**Stored rows**:
= = =
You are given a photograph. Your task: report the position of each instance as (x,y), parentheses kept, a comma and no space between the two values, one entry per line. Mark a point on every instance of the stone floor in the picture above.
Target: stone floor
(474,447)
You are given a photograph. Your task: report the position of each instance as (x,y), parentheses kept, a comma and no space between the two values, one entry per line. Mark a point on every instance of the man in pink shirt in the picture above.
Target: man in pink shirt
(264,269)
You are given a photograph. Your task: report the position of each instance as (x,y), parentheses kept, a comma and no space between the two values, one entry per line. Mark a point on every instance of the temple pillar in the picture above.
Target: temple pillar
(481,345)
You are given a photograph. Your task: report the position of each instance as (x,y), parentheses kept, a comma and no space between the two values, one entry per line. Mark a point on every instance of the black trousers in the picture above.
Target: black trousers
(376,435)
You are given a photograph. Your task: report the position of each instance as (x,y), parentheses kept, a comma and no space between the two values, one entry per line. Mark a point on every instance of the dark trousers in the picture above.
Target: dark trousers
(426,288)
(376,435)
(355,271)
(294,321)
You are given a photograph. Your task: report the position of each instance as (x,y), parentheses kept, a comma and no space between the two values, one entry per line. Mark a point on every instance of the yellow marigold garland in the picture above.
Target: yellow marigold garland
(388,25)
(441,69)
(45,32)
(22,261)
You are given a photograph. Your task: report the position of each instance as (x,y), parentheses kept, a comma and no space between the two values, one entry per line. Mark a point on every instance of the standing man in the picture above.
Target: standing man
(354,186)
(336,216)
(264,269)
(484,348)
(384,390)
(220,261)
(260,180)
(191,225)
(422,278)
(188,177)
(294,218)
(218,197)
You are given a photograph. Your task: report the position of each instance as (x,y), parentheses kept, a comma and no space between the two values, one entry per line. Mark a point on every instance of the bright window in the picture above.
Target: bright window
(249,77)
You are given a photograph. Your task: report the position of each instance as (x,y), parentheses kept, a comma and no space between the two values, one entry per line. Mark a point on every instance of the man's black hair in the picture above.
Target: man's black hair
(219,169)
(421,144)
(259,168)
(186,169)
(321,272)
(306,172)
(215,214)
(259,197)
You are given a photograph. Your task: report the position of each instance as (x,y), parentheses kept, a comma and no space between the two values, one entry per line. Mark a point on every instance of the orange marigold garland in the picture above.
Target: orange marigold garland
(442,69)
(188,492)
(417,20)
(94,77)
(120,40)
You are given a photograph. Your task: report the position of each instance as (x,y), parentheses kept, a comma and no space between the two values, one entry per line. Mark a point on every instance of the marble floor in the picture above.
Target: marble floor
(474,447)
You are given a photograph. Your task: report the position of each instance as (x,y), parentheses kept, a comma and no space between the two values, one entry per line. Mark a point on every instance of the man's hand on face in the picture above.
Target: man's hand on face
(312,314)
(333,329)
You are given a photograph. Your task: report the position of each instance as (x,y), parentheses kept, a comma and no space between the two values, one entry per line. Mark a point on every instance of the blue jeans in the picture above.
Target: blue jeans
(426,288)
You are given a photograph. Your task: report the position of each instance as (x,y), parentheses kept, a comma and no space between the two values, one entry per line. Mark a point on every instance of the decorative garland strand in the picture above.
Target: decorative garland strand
= = =
**Exercise**:
Retype each record exactly, leaving nothing out.

**Solution for this problem**:
You are given a photograph. Your task: report the position of each instance as (x,y), parentheses kept, a comma and no space between the two values, one entry per line. Mark a point on every instance of the stone floor in the picture above.
Target: stone floor
(474,447)
You are given a photograph. Your task: report the position of each instance as (x,y), parentheses kept, a comma and no space between the two values, one entry per line. Mark a point on every instance of the man in pink shirt in the picture above.
Target: man in pink shirt
(264,269)
You are given a photograph. Your task: report the position of each instance as (x,y), parentheses kept, a comma and no space between the two values, one entry per line. Mark a point on every instance of the temple pillar in the picture above.
Target: temple pillar
(481,345)
You are given a photograph. Your task: report the position of each instance as (x,y), parentheses kept, a comma and no space between the two values, one entry per line. Mark a point on every instance of the black trousers in the picture above.
Target: black trousers
(376,435)
You are given a photograph. Your task: report the position of each instance as (x,y), parentheses kept, a comma and no space between the two values, one entry per line. Mark a point on every instance of the dark trousers in the picture above.
Target: dark trousers
(426,288)
(376,435)
(355,271)
(294,321)
You are given a photograph. Your task: report the position of each instance as (x,y), parentheses kept, a comma and no space between the two values, one entry per line. Mark a point on every instance of the yellow marigold garland in the picture above.
Target: yellow marigold garland
(388,25)
(441,69)
(45,32)
(22,261)
You are given a photograph. Your task: report the position of each instance as (x,y), parentheses kept, a comma and no space between the two values, one entry per line. Mark a point on every instance of the standing man in the picture above.
Target: standing man
(354,186)
(336,216)
(264,269)
(484,348)
(384,390)
(220,261)
(260,180)
(191,225)
(422,278)
(188,177)
(294,218)
(218,197)
You are given a photograph. Your task: report the position of each instance as (x,y), parentheses kept, a comma and no space between the two values, one entry per line. Mark a point on every instance of the bright window in the picture above.
Target: bright window
(249,77)
You are given a photograph. Your task: report the position of each instance as (x,y), parentheses kept, a comma and no space between the two values, one entry per line. Mark a point on every instance of the man's black hair in the picture above.
Target: man's black hair
(219,169)
(421,144)
(259,168)
(186,169)
(321,272)
(306,172)
(215,214)
(259,197)
You are given a photograph. Your task: report the position of each instance as (x,y), parentheses kept, a comma and no space between the two values, one entry per line. Mark a point on every instance of the orange marigold garland in the picture above.
Target: orange marigold garland
(442,69)
(188,492)
(417,20)
(94,77)
(120,40)
You are given a photograph. Your task: report the position of each instance as (x,y), parentheses kept, a comma and no space between the two values, one entry per line. Mark a point on every instance of the marble floor in the picture above.
Target: marble floor
(474,447)
You are given a photograph. Your task: report the position of each instance as (x,y), parentheses kept, a comma and no space between the two values, one entry per line. Mark a point on every instance of the man's hand on face in the picture above.
Target: man's hand on face
(312,314)
(333,329)
You are given a photograph. Your task: report the position of each instance as (x,y), parentheses kept, a comma and no space between the two values, one entry per line. Mark a point on every instance of the blue jeans in the picture above.
Target: blue jeans
(426,288)
You are given a photograph. Your task: report the position of each instance as (x,y), parentheses kept, a comma and no space between the two values, one entry per line. Mark a point on every instance of the decorative garland strand in the picture above.
Target: decorative garland strand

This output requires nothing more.